• _Source_
━━━━━━

What Is a Commodity ETF?
A commodity ETF is a fund traded on the stock market that invests either directly in commodities, or using commodity derivatives. It often seeks to track the price movement of an underlying commodity or index. Popular commodity EFTs invest in oil and gas, silver, gold, or agricultural products.
Most commodity ETFs hold derivatives or futures rather than the commodity itself. Some do have direct holdings in commodities, with those assets usually stored in a vault somewhere. Some pursue exposure to only one commodity, while others hold a basket of commodities and change allocations over time. Commodity ETFs are perfect for investors who want to gain exposure to a commodity without having to purchase futures or commodities directly.
How Is a Commodity ETF Different From Other ETFs?
Conventional ETFs usually invest in bonds, stocks, and/or treasury certificate, and can be focus on a specific sector, market cap, or geography.
Commodity ETFs don't invest in stocks or bonds, but rather in commodities like gold, oil, or corn. These ETFs often gain exposure to commodities through futures, but sometimes hold the actual physical commodity. They are popular because they make it easy for investors with no experience purchasing futures to take a position in commodities that would otherwise be difficult to store or transact in.
Commodities sometimes perform well when other asset classes like stocks and bonds are not. A low or negative correlation between assets can provide diversification benefits. Many investors take positions in commodities to diversify their portfolio or for tactical reasons during volatile or uncertain economic periods. Some commodities are very leveraged to the health of the economy, such as oil, while others such as gold have little to no link.
Takeaway: While some commodity ETFs own and store physical assets like gold bars, most commodity ETFs gain exposure through positions in derivatives. Derivatives can create more regular tax liabilities, which is why some of these ETFs will operate via a subsidiary located in a tax-advantageous country.
Types Of Commodity ETFs
There are a number of different types of commodity ETFs. For example, investors can purchase ETFs that invest in only one commodity like gold, or others that invest in a basket of assets like different agricultural commodities.
Additionally, many stock ETFs provide indirect exposure through ownership of commodity producers. Another instrument for commodity investing is an exchange-traded note.
Commodity ETFs can be focused on any of the following, as examples:
1. Futures-Based ETF Funds
These types of ETFs buy futures, forwards, and swap contracts on the commodity they are investing in. Futures-based commodity ETFs tend to be the most common. One of the downsides to ETFs that invest in futures are the roll costs, which in some cases can be significant. On the other hand, this type of ETF doesn't have to bear the storage and security costs of directly holding the commodities themselves.

━━━━━━

• _List of tasks_
1. Restate the commodity ETF explainer from the words "What Is a Commodity" through "From Other ETFs?", substituting "warehouse" for "vault".
2. Pick up the commodity ETF explainer after its final sentence and continue it.

━━━━━━

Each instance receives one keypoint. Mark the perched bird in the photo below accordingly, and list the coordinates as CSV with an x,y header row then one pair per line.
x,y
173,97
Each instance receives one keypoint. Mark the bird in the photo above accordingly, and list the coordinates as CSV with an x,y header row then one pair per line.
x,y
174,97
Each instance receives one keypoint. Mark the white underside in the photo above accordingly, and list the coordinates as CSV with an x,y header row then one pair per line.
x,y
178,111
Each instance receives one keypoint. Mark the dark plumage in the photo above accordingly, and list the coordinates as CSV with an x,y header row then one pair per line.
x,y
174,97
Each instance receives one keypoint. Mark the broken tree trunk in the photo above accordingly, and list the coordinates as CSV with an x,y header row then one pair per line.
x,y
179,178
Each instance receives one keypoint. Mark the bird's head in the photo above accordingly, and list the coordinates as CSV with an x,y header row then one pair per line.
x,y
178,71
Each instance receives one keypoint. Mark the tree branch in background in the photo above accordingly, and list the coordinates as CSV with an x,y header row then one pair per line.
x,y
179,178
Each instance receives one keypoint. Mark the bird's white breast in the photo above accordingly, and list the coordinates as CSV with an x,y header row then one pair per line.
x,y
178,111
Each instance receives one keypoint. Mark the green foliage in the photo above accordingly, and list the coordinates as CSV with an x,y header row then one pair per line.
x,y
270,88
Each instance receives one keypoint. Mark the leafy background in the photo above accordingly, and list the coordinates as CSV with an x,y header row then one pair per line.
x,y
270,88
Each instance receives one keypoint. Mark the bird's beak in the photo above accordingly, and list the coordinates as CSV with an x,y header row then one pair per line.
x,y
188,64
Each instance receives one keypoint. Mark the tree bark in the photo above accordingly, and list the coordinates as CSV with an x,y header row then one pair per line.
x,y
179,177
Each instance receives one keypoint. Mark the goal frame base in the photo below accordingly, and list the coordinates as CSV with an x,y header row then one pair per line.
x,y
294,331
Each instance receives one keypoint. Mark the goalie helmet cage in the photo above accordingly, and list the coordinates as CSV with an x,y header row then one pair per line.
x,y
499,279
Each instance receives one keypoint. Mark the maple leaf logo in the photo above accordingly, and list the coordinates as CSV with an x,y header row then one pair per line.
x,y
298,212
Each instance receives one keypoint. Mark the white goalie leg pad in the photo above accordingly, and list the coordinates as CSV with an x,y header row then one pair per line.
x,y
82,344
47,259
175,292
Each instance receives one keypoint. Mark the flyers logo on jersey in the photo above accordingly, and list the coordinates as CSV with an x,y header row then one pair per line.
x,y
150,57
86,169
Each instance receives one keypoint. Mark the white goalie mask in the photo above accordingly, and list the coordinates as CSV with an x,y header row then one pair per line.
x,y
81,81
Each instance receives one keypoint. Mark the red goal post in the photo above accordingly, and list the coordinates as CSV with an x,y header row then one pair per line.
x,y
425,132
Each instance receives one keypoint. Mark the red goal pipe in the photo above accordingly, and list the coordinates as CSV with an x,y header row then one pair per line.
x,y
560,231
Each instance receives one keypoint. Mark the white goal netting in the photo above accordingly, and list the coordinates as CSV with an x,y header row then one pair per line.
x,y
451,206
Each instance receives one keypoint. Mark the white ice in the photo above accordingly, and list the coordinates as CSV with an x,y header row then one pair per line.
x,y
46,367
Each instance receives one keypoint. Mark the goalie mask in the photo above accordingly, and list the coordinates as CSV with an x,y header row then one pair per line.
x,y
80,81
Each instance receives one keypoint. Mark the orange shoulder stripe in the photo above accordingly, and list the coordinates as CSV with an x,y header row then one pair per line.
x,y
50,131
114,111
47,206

━━━━━━

• _The replies_
1.
What Is a Commodity ETF?
A commodity ETF is a fund traded on the stock market that invests either directly in commodities, or using commodity derivatives. It often seeks to track the price movement of an underlying commodity or index. Popular commodity EFTs invest in oil and gas, silver, gold, or agricultural products.
Most commodity ETFs hold derivatives or futures rather than the commodity itself. Some do have direct holdings in commodities, with those assets usually stored in a warehouse somewhere. Some pursue exposure to only one commodity, while others hold a basket of commodities and change allocations over time. Commodity ETFs are perfect for investors who want to gain exposure to a commodity without having to purchase futures or commodities directly.
How Is a Commodity ETF Different From Other ETFs?

2.
2. ETFs with Physical Commodity Holdings
ETFs that directly hold commodities can store them in a physical location. This can work well for non-perishable commodities like gold, silver, or platinum, but not for commodities like corn which cannot be stored for long periods of time. ETFs with physical holdings typically incur transportation, rent and security costs. On the other hand, these types of funds aren't exposed to the futures curve, which can result in significant rollover costs for futures-based ETFs.
3. Equity ETFs Which Invest in Commodities
These ETFs don't invest directly in commodities or their derivatives but instead purchase stock in companies that are associated with the production or transport of those commodities.
4. Exchange-Traded Notes (ETN)
These aren't technically ETFs. Instead, they are a debt instrument that is traded on the stock market. Here, a financial institution typically borrows money from the fund through a contract in which they agree to pay interest that is linked to the returns of a specified commodity. This type of investment carries credit risk since the bank in question could go bankrupt or default on their payments.
Takeaway: Commodity ETFs have different tax considerations. For example, ETFs that hold physical commodities are taxed at an investors marginal tax rate, if held long term, and ordinary income rates if held short term. In contrast, an ENT investor will only pay a capital gains tax when the investment is sold.
Example List Of Commodity ETFs
Here are some examples of well-known commodity ETFs, prioritized in largest to smallest by assets under management:
- Invesco Optimum Yield Diversified Commodity Strategy No K-1 ETF (PDBC): largest commodity ETF by assets under management with $3.9 billion. Holds futures contracts for commodities and is actively managed. Holds a variety of commodities.
- Invesco DB Commodity Index Tracking Fund (DBC): second largest with $2.5 billion. Holds futures contracts for a diversified basked of commodities.
- iShares U.S. ETF Trust iShares GSCI Commodity Dynamic Roll Strategy ETF (COMT): Assets under management at $2.3 billion. Holds commodity derivatives in a Cayman subsidiary for tax purposes. They select 14 commodities each year to invest in.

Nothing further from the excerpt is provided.